● **INSTRUCTIONS TO FOLLOW**:
Print every line of the material below word for word, changing nothing.

● **DATA RECORDS**:

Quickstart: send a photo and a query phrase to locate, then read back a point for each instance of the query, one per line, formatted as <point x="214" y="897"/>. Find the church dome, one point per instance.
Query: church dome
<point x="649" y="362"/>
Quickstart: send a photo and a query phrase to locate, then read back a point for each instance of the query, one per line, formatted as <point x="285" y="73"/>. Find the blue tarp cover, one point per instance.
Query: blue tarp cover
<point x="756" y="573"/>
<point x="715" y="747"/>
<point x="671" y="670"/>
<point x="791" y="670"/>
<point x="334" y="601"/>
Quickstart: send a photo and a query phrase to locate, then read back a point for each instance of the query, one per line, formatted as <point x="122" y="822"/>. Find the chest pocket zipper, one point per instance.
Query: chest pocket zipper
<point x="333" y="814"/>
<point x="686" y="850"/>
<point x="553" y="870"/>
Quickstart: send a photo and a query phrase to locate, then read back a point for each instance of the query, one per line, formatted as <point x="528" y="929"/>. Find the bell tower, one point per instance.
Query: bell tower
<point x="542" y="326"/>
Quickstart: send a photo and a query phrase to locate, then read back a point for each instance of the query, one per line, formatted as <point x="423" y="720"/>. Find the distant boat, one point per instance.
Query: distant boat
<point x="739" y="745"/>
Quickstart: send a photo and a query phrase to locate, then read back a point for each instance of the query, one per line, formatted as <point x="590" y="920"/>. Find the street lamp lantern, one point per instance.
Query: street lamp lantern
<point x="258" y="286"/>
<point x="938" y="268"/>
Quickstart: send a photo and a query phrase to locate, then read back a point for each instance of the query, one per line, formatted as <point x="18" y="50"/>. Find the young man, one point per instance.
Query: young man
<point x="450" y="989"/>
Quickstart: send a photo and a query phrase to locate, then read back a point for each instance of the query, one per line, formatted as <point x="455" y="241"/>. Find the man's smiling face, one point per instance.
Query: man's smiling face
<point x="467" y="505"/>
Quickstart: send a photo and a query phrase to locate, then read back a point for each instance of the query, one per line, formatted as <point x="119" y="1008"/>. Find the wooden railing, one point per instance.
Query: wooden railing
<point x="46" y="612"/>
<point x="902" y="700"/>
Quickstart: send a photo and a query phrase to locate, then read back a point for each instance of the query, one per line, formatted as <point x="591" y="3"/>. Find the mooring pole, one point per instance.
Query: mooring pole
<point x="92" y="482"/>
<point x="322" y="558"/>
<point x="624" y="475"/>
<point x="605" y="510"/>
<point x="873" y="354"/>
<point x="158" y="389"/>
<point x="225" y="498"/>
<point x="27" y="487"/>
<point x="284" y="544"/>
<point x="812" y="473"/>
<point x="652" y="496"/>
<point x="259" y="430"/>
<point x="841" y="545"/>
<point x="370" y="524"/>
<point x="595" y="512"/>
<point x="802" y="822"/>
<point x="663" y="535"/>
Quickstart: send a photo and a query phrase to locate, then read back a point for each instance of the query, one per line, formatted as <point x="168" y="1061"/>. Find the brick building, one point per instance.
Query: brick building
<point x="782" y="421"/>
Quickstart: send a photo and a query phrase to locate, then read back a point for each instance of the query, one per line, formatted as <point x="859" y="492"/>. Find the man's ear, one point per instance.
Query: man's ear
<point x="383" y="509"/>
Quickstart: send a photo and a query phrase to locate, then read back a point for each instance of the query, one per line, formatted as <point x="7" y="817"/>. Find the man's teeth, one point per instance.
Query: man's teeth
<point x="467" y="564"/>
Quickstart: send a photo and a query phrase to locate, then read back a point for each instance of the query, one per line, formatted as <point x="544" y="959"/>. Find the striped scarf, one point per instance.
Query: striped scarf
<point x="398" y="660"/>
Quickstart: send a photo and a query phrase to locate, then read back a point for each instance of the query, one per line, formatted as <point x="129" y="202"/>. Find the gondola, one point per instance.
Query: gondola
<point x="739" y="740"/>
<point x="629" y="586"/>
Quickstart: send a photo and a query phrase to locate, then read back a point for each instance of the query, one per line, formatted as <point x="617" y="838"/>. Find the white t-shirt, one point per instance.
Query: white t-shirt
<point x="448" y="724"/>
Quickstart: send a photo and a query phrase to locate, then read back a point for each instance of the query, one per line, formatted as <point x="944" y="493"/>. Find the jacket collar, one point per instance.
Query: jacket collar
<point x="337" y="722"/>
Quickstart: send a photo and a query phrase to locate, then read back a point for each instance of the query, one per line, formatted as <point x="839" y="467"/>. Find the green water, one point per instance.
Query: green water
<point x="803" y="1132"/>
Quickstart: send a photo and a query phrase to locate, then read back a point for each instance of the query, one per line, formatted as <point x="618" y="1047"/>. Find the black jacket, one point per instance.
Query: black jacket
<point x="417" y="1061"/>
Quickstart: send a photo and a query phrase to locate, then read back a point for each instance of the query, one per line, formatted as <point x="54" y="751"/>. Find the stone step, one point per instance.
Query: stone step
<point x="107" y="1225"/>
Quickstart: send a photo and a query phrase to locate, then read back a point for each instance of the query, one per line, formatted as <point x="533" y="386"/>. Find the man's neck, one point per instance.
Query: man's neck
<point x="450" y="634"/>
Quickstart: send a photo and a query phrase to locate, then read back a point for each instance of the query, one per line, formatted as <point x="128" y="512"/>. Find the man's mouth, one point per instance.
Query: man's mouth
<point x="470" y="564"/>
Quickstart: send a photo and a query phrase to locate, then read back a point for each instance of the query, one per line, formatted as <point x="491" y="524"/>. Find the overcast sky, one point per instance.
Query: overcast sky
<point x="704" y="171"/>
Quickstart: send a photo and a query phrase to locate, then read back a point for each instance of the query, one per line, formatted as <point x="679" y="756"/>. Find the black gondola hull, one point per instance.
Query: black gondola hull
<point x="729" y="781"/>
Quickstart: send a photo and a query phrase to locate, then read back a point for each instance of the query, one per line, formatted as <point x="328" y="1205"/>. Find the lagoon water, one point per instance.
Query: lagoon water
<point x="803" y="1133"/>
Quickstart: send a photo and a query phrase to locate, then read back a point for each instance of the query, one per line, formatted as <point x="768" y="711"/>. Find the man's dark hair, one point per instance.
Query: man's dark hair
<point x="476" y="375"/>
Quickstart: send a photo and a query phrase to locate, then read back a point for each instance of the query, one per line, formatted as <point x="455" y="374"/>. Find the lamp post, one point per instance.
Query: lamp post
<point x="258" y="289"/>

● **ANSWER TO THIS EXERCISE**:
Quickstart: send a photo and a query phrase to locate, then read back a point for each instance of the query, one per line, formatted as <point x="214" y="897"/>. Find the church dome, one point per instance.
Query: church dome
<point x="649" y="362"/>
Quickstart: send a photo and a query phrase to locate, then read back a point for each instance of the query, one per line, formatted as <point x="285" y="73"/>. Find the blue tarp cover, one point per instance.
Query: blue tarp cover
<point x="756" y="573"/>
<point x="715" y="747"/>
<point x="671" y="670"/>
<point x="791" y="670"/>
<point x="334" y="601"/>
Quickstart: send a photo and a query phrase to locate, then read back a point for each instance of the query, one per line, formatted as <point x="122" y="822"/>. Find the chest pocket zipper, one point per instance.
Query: chest pocket zipper
<point x="333" y="814"/>
<point x="686" y="850"/>
<point x="553" y="870"/>
Quickstart: send a photo and a query phrase to locate, then read back a point for each instance of the query, one per line, formatted as <point x="528" y="929"/>. Find the bell tower, one point per instance.
Query: bell tower
<point x="542" y="326"/>
Quickstart: send a photo and a query phrase to locate, then read back a point for each instance of the query, one per line, formatted as <point x="423" y="720"/>. Find the distant boat, one point per instance.
Query: distant boat
<point x="739" y="745"/>
Quickstart: send a photo and a query phrase to locate, then read back a point for each instance of the query, one per line, formatted as <point x="590" y="920"/>. Find the street lamp lantern, one point per instance.
Query: street lamp lantern
<point x="258" y="286"/>
<point x="938" y="268"/>
Quickstart: send a photo and a query phrase to locate, then read back a point for each instance of the query, one per line, formatted as <point x="18" y="50"/>. Find the young man, one point per instance.
Query: young man
<point x="450" y="989"/>
Quickstart: send a photo and a query phrase to locate, then read back a point for each instance of the query, one per line, formatted as <point x="455" y="241"/>. Find the man's smiling face, one point per instance.
Query: man's smiling face
<point x="467" y="505"/>
Quickstart: send a photo and a query phrase to locate, then read back a point for each instance of the query, one per line, formatted as <point x="119" y="1008"/>. Find the wooden railing, one point per instance.
Query: wooden railing
<point x="46" y="612"/>
<point x="902" y="700"/>
Quickstart: send a photo and a query phrase to locate, then read back a point for each instance of the query, one per line, formatted as <point x="591" y="3"/>. Find the mooring pole, one point per instance.
Query: mooring pole
<point x="92" y="482"/>
<point x="322" y="558"/>
<point x="624" y="475"/>
<point x="605" y="510"/>
<point x="873" y="354"/>
<point x="158" y="389"/>
<point x="225" y="498"/>
<point x="27" y="487"/>
<point x="284" y="544"/>
<point x="812" y="473"/>
<point x="652" y="496"/>
<point x="259" y="430"/>
<point x="841" y="545"/>
<point x="370" y="524"/>
<point x="595" y="512"/>
<point x="802" y="822"/>
<point x="663" y="535"/>
Quickstart: send a photo and a query phrase to locate, then read back a point for each instance of the query, one per line, formatted as <point x="168" y="1061"/>. Find the brick building, one point per instance.
Query: brick building
<point x="782" y="421"/>
Quickstart: send a photo and a query phrase to locate, then read back a point for each instance of the query, one per line, formatted as <point x="859" y="492"/>. Find the man's ear, one point per instance.
Query: man's ear
<point x="383" y="509"/>
Quickstart: send a photo and a query phrase to locate, then read back a point for each instance of the query, one per line, formatted as <point x="7" y="817"/>. Find the man's teeth, one point per instance.
Query: man's teeth
<point x="467" y="564"/>
Quickstart: send a photo and a query phrase to locate, then read back a point for each instance of the query, one per line, formatted as <point x="544" y="959"/>. Find the striped scarf, one point per instance.
Query: striped scarf
<point x="398" y="660"/>
Quickstart: send a photo and a query phrase to locate, then read back a point for each instance of the query, one per line, formatted as <point x="129" y="202"/>. Find the gondola, one point per instance.
Query: gondola
<point x="739" y="740"/>
<point x="629" y="586"/>
Quickstart: send a photo and a query phrase to locate, then read back a point for each instance of the query, one per line, formatted as <point x="617" y="838"/>. Find the white t-shirt, one point per instance.
Query: white t-shirt
<point x="448" y="724"/>
Quickstart: send a photo and a query phrase to locate, then read back a point for each instance of the query, one per line, formatted as <point x="944" y="493"/>. Find the jacket collar, one point per instance.
Query: jacket collar
<point x="337" y="722"/>
Quickstart: send a photo and a query phrase to locate, then read back a point for each instance of the query, one per line, formatted as <point x="839" y="467"/>. Find the green water, one point per instance.
Query: green water
<point x="803" y="1132"/>
Quickstart: send a photo and a query phrase to locate, then read back a point for each instance of the query, one per line, formatted as <point x="618" y="1047"/>. Find the black jacket, one point per instance.
Query: black jacket
<point x="417" y="1061"/>
Quickstart: send a photo and a query phrase to locate, then read back a point for each instance of the query, one per line, formatted as <point x="54" y="751"/>. Find the stone step, one point per instance.
Query: stone step
<point x="107" y="1225"/>
Quickstart: send a photo and a query phrase to locate, then read back a point for each instance of the query, one per line, formatted as <point x="533" y="386"/>. Find the man's neck, one point per instance.
Query: man's neck
<point x="450" y="634"/>
Quickstart: send a photo and a query phrase to locate, then read back a point for each instance of the query, one per line, formatted as <point x="128" y="512"/>. Find the man's mouth, one point per instance.
Query: man's mouth
<point x="470" y="564"/>
Quickstart: send a photo and a query phrase to locate, then read back a point for each instance of the query, one per line, formatted as <point x="491" y="524"/>. Find the overcast sky, one point per instance.
Query: overcast sky
<point x="704" y="171"/>
Quickstart: send a photo and a query phrase to locate, then read back a point for each instance of the query, one per line, formatted as <point x="679" y="756"/>. Find the black gondola hull, one point per instance.
Query: black gondola hull
<point x="729" y="781"/>
Quickstart: send a photo and a query phrase to locate, then read back a point for each instance of the query, one per line, formatted as <point x="328" y="1205"/>. Find the lagoon water, one point per instance.
Query: lagoon water
<point x="803" y="1133"/>
Quickstart: send a photo and a query phrase to locate, then read back a point for each instance of the query, one per line, formatted as <point x="768" y="711"/>. Find the man's dark hair, one point per instance.
Query: man's dark hair
<point x="476" y="375"/>
Quickstart: send a photo and a query phrase to locate, then read back a point for each instance of the query, one per line, formatted as <point x="455" y="374"/>. Find the lamp post, one point per instance.
Query: lamp post
<point x="258" y="289"/>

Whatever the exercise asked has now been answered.